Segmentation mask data
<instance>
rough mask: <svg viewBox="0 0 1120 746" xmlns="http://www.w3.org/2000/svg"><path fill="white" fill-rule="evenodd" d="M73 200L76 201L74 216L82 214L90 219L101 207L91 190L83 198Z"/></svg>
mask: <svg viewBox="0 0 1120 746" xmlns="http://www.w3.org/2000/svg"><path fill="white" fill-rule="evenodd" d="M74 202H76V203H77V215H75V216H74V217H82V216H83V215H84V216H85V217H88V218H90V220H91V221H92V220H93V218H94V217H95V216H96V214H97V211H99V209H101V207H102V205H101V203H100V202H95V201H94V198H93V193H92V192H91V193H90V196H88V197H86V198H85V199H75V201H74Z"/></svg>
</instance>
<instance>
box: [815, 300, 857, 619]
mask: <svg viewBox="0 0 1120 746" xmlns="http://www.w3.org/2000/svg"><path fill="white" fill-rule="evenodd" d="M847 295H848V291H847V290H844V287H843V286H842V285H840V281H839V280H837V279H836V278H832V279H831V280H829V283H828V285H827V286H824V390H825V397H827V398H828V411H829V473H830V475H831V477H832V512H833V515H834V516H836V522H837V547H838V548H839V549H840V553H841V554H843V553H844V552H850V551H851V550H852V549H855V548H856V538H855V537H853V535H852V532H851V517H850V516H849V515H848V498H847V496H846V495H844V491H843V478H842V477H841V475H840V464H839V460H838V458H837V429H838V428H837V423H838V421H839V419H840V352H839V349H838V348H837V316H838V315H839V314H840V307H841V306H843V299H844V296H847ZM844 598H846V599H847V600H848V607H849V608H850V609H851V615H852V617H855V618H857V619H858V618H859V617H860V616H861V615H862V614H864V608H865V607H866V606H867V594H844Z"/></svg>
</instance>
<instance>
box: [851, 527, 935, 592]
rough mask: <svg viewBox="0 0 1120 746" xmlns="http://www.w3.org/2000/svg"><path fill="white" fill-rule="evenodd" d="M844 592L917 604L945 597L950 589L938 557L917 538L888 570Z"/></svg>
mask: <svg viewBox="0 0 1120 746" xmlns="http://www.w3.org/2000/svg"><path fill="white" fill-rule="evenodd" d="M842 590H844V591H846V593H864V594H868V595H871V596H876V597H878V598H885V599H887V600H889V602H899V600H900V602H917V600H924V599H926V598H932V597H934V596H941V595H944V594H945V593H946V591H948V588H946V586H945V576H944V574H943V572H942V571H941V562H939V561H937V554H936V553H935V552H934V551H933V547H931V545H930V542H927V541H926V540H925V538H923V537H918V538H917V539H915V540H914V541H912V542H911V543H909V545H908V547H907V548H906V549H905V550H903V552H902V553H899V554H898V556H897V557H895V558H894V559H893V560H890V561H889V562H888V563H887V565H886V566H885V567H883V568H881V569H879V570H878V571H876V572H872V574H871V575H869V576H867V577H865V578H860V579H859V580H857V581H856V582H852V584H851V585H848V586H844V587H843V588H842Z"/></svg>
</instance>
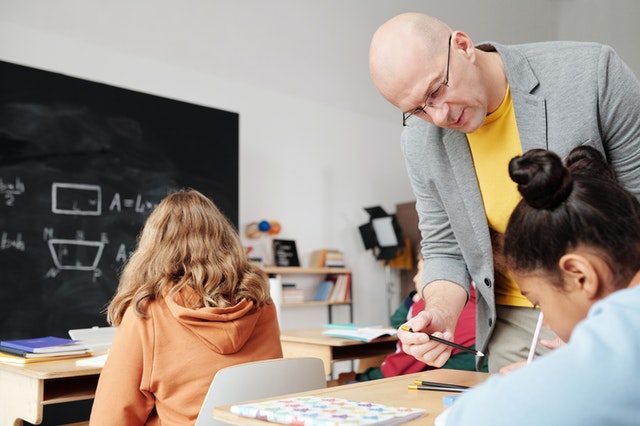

» TASK ITEM: How many lines of the material above contain the string "rough", with case counting? Reply with the number alone.

» EXERCISE OUTPUT: 2